— BEGIN Entries shown —

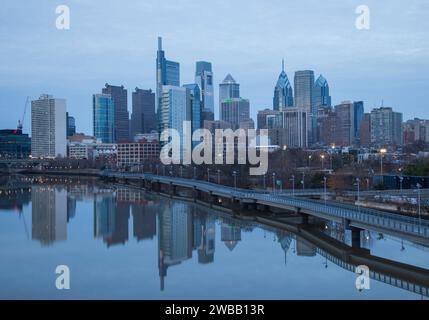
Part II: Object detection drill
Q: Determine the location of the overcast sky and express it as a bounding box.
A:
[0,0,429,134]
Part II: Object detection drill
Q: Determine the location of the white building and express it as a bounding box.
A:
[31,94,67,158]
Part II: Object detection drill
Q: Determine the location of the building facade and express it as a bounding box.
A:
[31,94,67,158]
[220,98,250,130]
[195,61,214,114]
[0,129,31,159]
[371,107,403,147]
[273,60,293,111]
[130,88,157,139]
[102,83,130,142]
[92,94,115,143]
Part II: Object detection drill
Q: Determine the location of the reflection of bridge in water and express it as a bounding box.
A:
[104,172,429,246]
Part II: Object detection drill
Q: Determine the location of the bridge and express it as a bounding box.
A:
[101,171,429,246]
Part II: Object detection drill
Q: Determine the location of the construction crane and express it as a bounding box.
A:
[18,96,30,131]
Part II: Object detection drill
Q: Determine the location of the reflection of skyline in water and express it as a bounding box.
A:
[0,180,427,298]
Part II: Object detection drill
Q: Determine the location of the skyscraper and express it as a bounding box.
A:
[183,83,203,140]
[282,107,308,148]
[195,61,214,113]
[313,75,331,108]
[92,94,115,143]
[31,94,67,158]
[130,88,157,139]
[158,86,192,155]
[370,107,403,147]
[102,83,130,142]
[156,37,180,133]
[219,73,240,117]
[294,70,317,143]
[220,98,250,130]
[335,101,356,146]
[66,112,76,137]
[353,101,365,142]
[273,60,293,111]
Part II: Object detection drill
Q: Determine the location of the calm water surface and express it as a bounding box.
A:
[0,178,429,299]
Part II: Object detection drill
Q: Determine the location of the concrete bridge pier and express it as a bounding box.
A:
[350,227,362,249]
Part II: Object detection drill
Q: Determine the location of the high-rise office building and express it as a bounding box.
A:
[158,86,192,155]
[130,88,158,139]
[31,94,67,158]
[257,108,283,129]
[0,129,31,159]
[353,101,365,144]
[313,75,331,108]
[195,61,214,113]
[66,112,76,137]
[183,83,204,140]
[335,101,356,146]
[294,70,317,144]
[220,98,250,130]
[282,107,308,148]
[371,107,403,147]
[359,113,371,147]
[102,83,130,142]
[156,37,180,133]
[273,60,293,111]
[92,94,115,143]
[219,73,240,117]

— END Entries shown —
— BEGIN Entries shown —

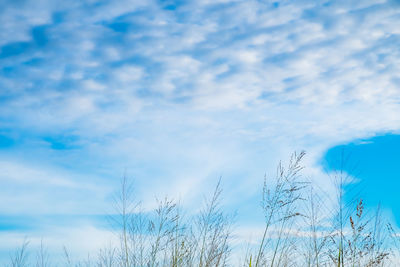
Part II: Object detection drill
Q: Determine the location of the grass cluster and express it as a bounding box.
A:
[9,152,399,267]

— END Entries shown —
— BEGIN Entries shown —

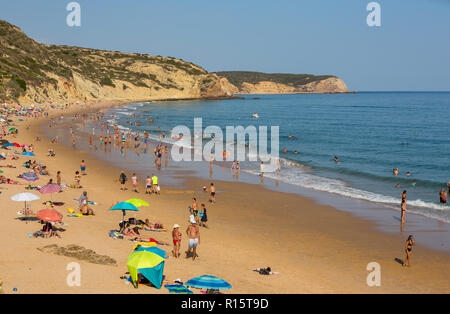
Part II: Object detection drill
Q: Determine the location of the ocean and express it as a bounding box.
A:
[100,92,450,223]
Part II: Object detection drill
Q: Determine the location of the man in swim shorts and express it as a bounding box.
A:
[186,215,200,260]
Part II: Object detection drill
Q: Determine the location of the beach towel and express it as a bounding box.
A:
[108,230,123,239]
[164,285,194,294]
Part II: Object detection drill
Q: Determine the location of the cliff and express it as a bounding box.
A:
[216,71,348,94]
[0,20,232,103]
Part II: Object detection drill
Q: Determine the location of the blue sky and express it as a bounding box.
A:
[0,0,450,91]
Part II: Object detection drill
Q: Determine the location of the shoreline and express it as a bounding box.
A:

— END Entries shown —

» Task details
Pick out every line of the records above that contains the string "water", and copy each such line in full.

» Solution to the exercise
Q: Determine the location of the reflection of bridge in water and express it as a bounding box.
Q: Determine the location of the reflection of skyline in water and express it as a bounding box.
Q: Determine the location of the calm water surface and express it as a bounding box.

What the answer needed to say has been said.